— START —
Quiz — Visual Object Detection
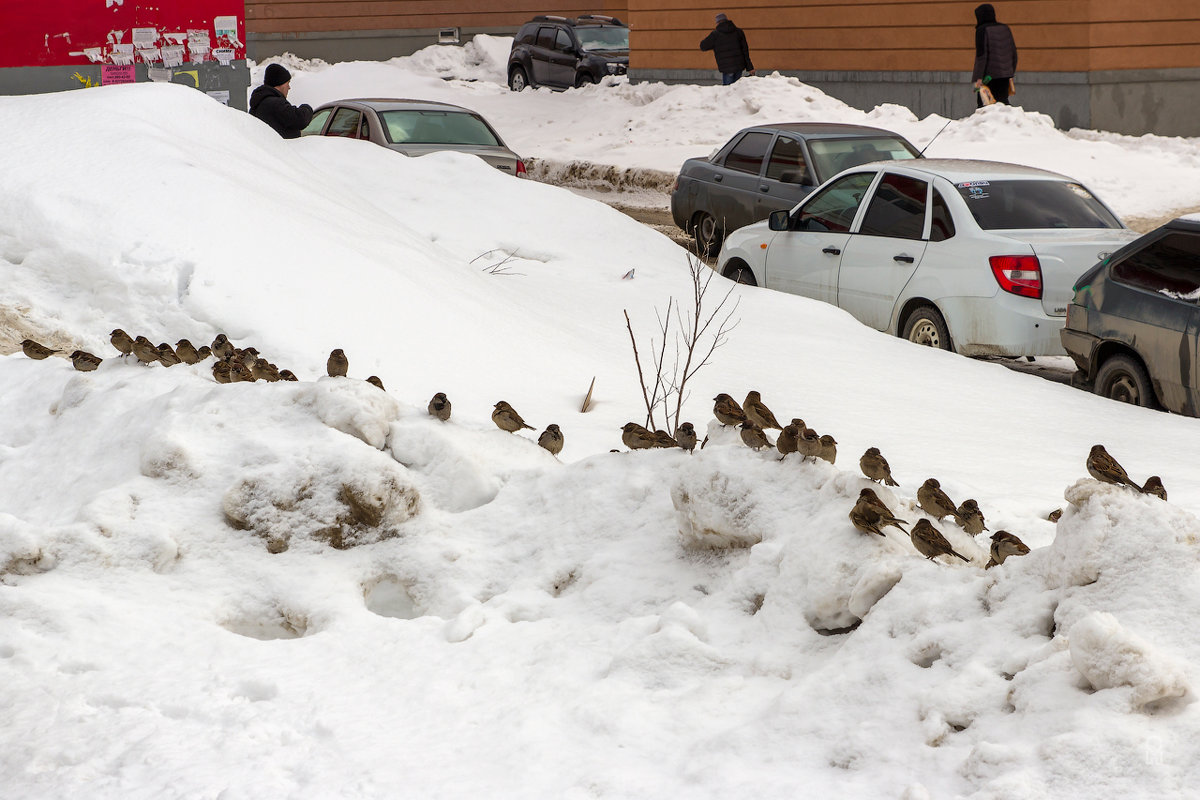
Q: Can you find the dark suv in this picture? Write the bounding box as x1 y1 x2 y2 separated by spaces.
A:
509 14 629 91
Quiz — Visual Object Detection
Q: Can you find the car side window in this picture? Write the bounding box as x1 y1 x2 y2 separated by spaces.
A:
1112 233 1200 305
767 136 808 184
929 188 954 241
725 131 770 175
793 173 875 233
325 108 362 139
859 173 929 239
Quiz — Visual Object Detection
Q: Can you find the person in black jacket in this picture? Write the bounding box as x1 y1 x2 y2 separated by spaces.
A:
250 64 312 139
700 14 754 86
971 2 1016 107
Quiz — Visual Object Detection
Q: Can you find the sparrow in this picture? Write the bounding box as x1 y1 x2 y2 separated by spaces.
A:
175 339 200 363
71 350 103 372
133 336 158 363
908 517 971 564
20 339 62 361
858 488 908 534
817 433 838 464
858 447 900 486
428 392 450 422
742 390 784 431
1087 445 1141 492
984 530 1030 570
676 422 696 452
211 333 233 361
917 477 962 525
738 420 772 450
538 425 563 456
325 348 350 379
955 499 988 536
620 422 654 450
713 392 746 425
489 398 534 433
1141 475 1166 500
108 327 133 355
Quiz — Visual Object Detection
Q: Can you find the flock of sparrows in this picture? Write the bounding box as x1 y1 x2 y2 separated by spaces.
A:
20 338 1166 569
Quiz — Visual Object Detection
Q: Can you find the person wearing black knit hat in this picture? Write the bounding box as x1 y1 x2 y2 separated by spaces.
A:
250 64 312 139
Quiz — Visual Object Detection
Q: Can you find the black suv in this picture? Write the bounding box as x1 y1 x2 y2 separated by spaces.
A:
509 14 629 91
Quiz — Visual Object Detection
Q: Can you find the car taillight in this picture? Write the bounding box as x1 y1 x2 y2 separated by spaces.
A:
988 255 1042 299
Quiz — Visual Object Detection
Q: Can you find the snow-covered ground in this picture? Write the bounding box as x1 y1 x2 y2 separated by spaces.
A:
0 42 1200 800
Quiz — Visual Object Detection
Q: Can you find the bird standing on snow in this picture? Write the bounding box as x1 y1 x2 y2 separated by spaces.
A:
538 425 563 456
1087 445 1141 492
492 401 534 433
984 530 1030 570
742 390 784 431
325 348 350 378
908 517 971 564
858 447 900 486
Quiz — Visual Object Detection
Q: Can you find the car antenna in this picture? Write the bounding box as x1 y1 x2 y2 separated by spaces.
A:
917 120 954 156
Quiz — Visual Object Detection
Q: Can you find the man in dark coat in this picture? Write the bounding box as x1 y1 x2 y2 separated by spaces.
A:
700 14 754 86
250 64 312 139
971 2 1016 106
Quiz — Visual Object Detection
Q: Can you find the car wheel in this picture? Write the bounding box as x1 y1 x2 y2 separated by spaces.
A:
1094 355 1158 408
904 306 953 350
691 211 725 255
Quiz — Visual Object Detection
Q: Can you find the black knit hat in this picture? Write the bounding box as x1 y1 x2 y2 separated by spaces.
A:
263 64 292 88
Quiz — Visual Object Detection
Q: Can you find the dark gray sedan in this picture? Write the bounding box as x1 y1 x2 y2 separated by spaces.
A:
671 122 920 255
1061 219 1200 416
301 98 527 178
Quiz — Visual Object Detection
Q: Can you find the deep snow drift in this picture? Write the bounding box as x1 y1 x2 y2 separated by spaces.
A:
0 61 1200 799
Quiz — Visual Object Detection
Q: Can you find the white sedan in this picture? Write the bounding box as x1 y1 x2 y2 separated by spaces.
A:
716 158 1138 356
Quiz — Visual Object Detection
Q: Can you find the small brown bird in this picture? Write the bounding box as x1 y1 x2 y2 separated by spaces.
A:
620 422 654 450
676 422 696 452
1141 475 1166 500
742 390 784 431
738 420 772 450
108 327 133 355
1087 445 1141 492
133 336 158 363
489 398 534 433
713 392 746 425
984 530 1030 570
817 433 838 464
917 477 962 525
428 392 450 422
325 348 350 379
175 339 200 363
858 447 900 486
956 499 988 536
908 517 971 564
538 425 563 456
71 350 103 372
211 333 234 361
20 339 62 361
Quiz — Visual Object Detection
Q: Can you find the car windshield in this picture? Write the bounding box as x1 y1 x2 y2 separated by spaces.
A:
575 28 629 50
379 110 500 146
809 137 917 180
955 180 1121 230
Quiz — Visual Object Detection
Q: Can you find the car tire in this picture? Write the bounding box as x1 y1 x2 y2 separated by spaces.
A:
509 67 529 91
1093 354 1158 408
904 306 954 350
691 211 725 255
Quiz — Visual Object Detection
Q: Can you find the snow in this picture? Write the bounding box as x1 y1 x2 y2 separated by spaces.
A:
0 37 1200 800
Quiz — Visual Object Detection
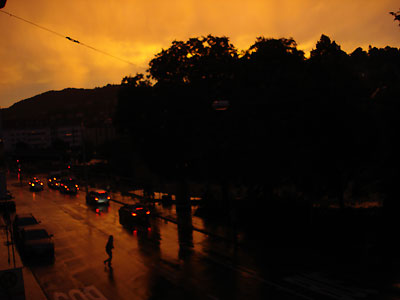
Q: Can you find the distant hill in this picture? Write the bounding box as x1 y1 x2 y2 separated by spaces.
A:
2 85 120 128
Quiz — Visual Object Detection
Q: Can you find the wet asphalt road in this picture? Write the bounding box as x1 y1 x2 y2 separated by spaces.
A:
8 179 389 300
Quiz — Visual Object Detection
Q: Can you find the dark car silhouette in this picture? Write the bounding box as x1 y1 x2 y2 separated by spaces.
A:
28 177 44 192
59 177 79 194
118 204 150 226
86 190 111 205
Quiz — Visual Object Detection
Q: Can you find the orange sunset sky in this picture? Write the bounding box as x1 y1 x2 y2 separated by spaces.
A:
0 0 400 108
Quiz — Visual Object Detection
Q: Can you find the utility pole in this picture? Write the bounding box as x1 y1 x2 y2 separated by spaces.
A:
0 109 7 199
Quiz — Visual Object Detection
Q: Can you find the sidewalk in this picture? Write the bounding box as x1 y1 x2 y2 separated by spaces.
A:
0 218 47 300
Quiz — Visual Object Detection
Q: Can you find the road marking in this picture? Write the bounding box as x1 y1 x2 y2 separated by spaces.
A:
284 273 378 300
53 285 108 300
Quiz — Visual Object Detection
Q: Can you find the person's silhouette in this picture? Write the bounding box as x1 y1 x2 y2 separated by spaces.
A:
104 235 114 267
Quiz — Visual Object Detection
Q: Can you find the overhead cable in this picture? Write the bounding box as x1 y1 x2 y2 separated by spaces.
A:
0 10 134 65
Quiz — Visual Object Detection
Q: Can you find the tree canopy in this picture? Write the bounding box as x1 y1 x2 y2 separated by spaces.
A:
117 35 400 199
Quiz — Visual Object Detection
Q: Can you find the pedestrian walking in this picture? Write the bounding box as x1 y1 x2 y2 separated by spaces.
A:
104 235 114 267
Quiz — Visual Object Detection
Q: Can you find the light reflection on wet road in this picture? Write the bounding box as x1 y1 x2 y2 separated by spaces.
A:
9 176 382 300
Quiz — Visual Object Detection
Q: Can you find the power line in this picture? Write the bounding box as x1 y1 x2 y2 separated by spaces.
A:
0 10 134 66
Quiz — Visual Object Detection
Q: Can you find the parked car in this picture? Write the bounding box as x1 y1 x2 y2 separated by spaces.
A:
13 214 40 243
86 190 111 205
28 177 44 192
59 177 79 194
47 171 63 189
18 225 54 259
118 204 150 226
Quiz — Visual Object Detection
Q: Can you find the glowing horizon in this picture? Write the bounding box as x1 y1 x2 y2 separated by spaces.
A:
0 0 400 107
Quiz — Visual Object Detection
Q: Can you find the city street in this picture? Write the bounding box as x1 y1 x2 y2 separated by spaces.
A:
— END —
> **Task description**:
Please convert the stretch from the start of the listing through the line containing "971 2 1016 107" into a Markdown table with the columns "Row" and "Line", numbering each line and leaving out blank lines. Omit the pictures from the table.

> **Solution for this task**:
| Row | Line |
|---|---|
| 1 | Quiz — Visual Object Detection |
| 2 | Q: Can you find the dark suv in this picture? Write the bounding box as x1 y1 x2 y2 separated by spaces. |
| 3 | A: |
| 4 | 509 14 629 91 |
| 5 | Quiz — Visual Object Detection |
| 6 | Q: Can you find the car side window in this picture? Write the bounding box as x1 y1 x2 y2 separated by spaces. |
| 7 | A: |
| 8 | 1112 233 1200 305 |
| 9 | 767 136 808 184 |
| 10 | 929 188 954 241 |
| 11 | 725 131 770 175 |
| 12 | 793 173 875 233 |
| 13 | 325 108 362 139 |
| 14 | 859 173 929 239 |
| 15 | Quiz — Visual Object Detection |
| 16 | Q: Can you find the person in black jacket in this picture? Write the bounding box as x1 y1 x2 y2 separated by spaces. |
| 17 | A: |
| 18 | 250 64 312 139 |
| 19 | 700 14 754 86 |
| 20 | 971 2 1016 107 |